[[ SUPPLIED PASSAGE open ]]
Joyce: I’ve been on high blood pressure meds since I was 47. For me it’s genetic. You’ve dealt with far worse - really. That your cardio didn’t tell you that he put you on a beta blocker for the tachycardia and the blood pressure and that beta blockers really do make you tired and dizzy - I know -I had to take them when I was 47!! As for a 20% blockage - see Lucian’s comment above ! 20% sounds bad, but it really isn’t ! They won’t even do a balloon 🎈 for that, let alone a stent.

As for the meds- I had to go back on beta blockers along with the other Hypertension meds I’m on because I developed tachycardia. Yes I have that too.

And that made me feel bad for myself but never made me feel old— cause I had it young. Or middle aged.

So reach out to me if you want the best hypertension center in the city - it’s at Weill Cornell, I go every 3 months and I have gone every 3 months for 27 years. Oh and I have a cardiologist there as well. And he is hysterically funny.
[[ SUPPLIED PASSAGE closed ]]
[[ SUPPLIED DATA open ]]
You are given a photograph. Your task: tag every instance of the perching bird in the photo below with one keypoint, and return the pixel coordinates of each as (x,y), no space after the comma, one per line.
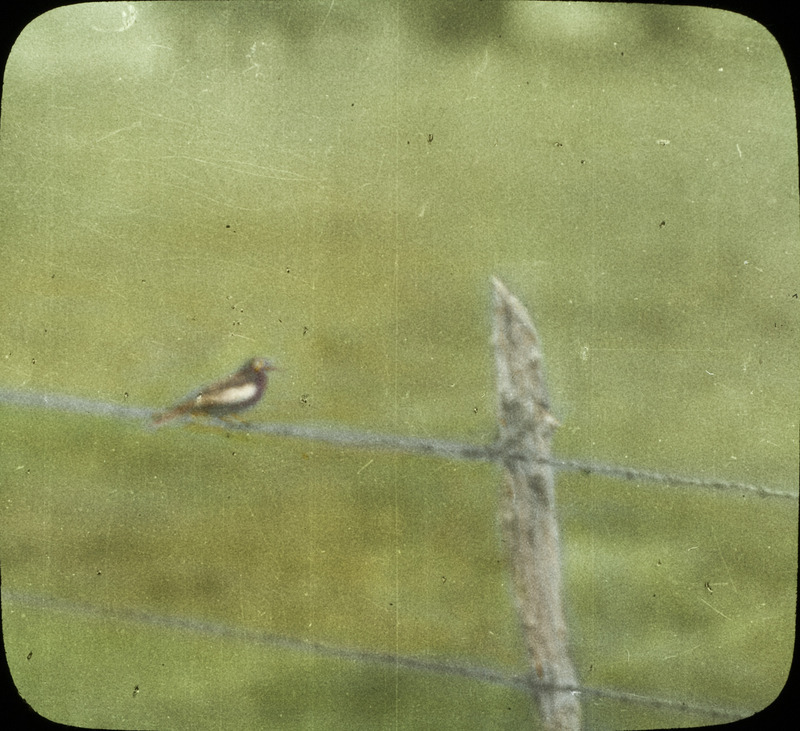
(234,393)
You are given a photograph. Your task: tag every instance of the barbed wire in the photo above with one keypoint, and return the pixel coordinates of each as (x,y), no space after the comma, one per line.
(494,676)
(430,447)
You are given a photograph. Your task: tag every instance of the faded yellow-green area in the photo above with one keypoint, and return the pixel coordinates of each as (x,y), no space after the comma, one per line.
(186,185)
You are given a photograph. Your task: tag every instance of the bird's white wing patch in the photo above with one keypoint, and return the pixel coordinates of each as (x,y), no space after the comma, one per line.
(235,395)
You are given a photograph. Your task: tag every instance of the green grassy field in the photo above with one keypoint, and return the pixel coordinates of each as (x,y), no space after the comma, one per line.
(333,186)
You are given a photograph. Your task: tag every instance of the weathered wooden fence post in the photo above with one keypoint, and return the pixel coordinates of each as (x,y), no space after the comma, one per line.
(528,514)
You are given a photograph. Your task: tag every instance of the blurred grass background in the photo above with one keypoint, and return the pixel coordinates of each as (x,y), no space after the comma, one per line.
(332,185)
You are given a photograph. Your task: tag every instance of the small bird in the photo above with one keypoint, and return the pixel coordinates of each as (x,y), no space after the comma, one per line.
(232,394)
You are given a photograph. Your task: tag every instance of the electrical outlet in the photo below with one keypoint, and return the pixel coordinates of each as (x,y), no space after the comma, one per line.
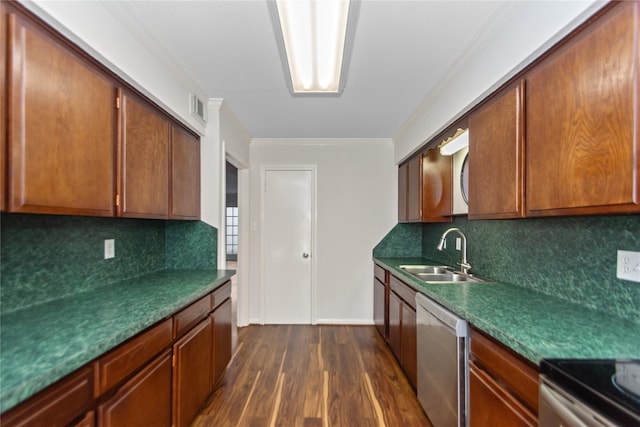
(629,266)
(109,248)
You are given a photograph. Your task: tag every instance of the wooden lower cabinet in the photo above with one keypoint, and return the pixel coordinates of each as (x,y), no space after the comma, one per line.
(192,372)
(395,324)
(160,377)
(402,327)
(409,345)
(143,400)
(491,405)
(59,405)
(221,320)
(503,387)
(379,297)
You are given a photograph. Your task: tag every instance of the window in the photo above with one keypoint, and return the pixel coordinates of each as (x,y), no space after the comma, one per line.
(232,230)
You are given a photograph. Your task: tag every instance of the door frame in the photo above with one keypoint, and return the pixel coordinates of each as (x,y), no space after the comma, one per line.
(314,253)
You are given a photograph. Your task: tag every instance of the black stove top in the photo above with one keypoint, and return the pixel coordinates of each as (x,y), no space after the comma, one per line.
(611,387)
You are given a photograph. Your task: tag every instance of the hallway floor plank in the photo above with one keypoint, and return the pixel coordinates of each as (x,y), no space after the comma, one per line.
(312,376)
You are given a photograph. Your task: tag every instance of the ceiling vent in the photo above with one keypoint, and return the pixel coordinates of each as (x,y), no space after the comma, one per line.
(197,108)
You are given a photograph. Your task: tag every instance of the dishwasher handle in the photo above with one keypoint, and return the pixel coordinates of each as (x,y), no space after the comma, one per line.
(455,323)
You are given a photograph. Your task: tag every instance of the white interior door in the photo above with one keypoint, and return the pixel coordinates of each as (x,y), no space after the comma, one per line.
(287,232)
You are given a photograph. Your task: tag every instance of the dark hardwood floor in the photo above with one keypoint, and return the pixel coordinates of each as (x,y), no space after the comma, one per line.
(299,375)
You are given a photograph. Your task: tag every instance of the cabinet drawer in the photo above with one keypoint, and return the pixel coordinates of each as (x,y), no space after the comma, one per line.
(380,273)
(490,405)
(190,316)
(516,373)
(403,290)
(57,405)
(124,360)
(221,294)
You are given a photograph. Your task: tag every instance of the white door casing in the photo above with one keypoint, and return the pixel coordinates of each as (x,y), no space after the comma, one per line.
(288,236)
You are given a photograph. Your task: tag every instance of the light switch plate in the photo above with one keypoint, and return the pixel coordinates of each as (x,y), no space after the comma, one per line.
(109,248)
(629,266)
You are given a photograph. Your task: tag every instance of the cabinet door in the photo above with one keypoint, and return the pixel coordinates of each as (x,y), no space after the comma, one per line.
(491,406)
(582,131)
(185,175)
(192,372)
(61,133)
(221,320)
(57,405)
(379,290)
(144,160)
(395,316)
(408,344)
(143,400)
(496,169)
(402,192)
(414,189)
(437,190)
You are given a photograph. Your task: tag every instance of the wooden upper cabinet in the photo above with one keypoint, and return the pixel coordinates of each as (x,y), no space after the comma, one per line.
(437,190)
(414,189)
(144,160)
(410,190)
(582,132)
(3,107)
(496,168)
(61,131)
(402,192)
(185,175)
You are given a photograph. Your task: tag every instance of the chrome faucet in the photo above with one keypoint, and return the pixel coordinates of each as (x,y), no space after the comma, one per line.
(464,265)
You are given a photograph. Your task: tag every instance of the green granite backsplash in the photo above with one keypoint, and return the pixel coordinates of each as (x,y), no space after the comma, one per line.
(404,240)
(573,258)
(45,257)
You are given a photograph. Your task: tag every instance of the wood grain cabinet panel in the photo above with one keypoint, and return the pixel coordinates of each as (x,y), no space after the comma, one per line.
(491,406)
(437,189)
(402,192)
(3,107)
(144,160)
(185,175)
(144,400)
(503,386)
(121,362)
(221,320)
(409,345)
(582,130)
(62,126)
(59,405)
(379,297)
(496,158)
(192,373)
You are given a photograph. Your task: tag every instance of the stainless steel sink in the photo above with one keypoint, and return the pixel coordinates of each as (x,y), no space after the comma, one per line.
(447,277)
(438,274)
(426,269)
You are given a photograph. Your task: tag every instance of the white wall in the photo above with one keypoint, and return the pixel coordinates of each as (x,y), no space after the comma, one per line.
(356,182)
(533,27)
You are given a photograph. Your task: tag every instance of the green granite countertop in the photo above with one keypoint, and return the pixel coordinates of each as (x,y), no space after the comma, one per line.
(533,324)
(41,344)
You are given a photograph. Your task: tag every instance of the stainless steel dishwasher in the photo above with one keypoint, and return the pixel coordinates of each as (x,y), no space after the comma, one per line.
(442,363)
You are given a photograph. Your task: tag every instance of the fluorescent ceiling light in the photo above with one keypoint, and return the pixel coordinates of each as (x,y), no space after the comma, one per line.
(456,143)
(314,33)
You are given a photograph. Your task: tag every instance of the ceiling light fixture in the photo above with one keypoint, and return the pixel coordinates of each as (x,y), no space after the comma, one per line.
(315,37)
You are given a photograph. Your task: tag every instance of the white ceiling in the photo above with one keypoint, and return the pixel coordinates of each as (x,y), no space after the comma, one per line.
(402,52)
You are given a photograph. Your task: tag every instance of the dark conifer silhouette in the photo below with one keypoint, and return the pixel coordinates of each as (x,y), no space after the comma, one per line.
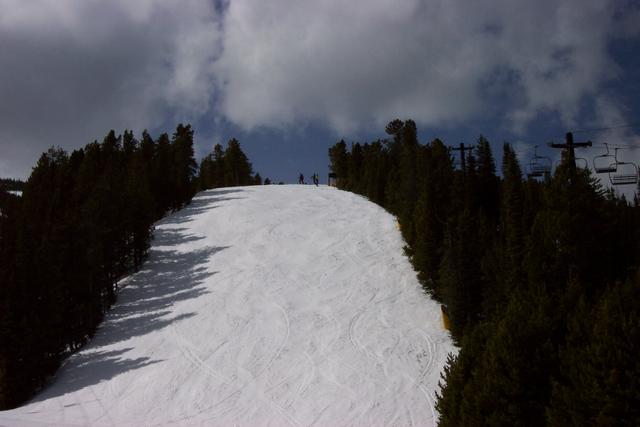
[[ SUPPLIED DATA closed ]]
• _INSTRUCTIONS_:
**A)** Reproduce the part of the blood pressure comment between "Joyce: I’ve been" and "have that too.", inclusive.
**B)** In the blood pressure comment, where is the hypertension center the writer recommends?
**C)** Carry the blood pressure comment forward from its final sentence.

• _YOUR RESPONSES_:
**A)**
Joyce: I’ve been on high blood pressure meds since I was 47. For me it’s genetic. You’ve dealt with far worse - really. That your cardio didn’t tell you that he put you on a beta blocker for the tachycardia and the blood pressure and that beta blockers really do make you tired and dizzy - I know -I had to take them when I was 47!! As for a 20% blockage - see Lucian’s comment above ! 20% sounds bad, but it really isn’t ! They won’t even do a balloon 🎈 for that, let alone a stent.

As for the meds- I had to go back on beta blockers along with the other Hypertension meds I’m on because I developed tachycardia. Yes I have that too.

**B)** It is at Weill Cornell.

**C)**
But to your point… I’m 75 and in Jan 2024 I slipped and fell ON ICE and broke my hip - and that’s what did it for me. What you’ve gone through, I went through. I’m old? And I don’t fall- last time was in 2021.

If it’s heart ❤️ and it is, you’ve got this. The inventor of the stent went through exactly what you did on a run - when he got home he called the hospital, they had everything ready for him to get one of stents.

Heart disease is very prevalent in women - but few researchers study it. I met the cardiologist who no longer sees patients because she started the major research programs on women and heart.

So you’ve really got this - as in you have it under control. What you have is very treatable and you can get it a lot younger based on lots of things including going into menopause, genetics and more.

But do get lots of specialists : hypertension specialists are nephrologists because the end organ of high blood pressure is not the heart but the kidneys. Get a great cardiologist. And make sure you don’t have metabolic syndrome which I don’t think you have - you would have known it .

Get a cute young guy to sit next to you a few times in the Mustang - and I’ll make sure that everyone I know and I buy the book! We all can’t wait !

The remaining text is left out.